> DATA SUPPLIED
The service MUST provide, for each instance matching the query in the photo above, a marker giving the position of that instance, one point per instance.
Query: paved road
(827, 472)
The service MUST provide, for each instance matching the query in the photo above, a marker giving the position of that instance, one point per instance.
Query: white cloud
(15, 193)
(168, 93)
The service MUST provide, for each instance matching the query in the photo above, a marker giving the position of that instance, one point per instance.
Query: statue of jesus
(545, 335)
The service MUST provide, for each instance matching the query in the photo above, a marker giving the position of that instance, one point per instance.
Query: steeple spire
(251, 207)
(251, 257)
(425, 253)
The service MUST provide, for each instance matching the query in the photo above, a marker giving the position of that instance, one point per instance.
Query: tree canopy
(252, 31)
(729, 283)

...

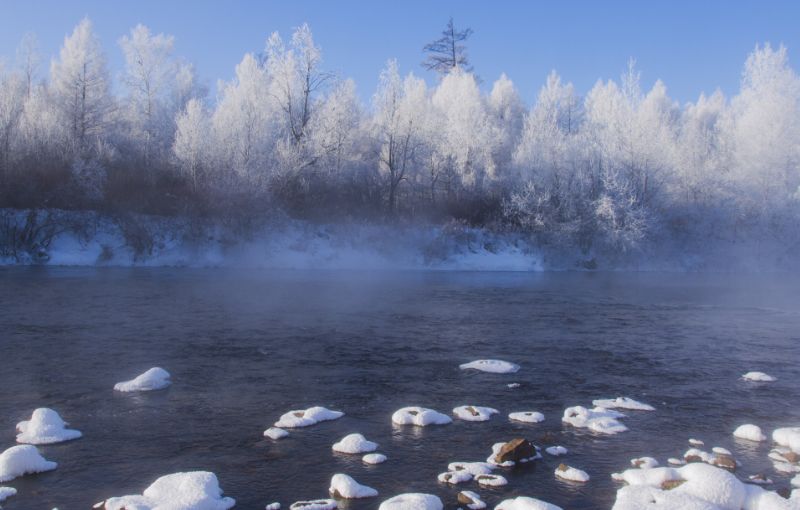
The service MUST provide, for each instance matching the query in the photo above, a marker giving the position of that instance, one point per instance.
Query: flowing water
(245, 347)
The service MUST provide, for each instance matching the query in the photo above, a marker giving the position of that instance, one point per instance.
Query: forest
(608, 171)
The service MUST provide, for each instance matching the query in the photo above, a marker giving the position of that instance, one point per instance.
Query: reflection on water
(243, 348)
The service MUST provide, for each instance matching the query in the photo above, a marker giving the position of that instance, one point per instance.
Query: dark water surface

> DESCRIPTION OF THE TASK
Show each line of the material above that contains the word "water".

> OUTPUT OF THE TASK
Query: flowing water
Query: reflection on water
Query: dark water surface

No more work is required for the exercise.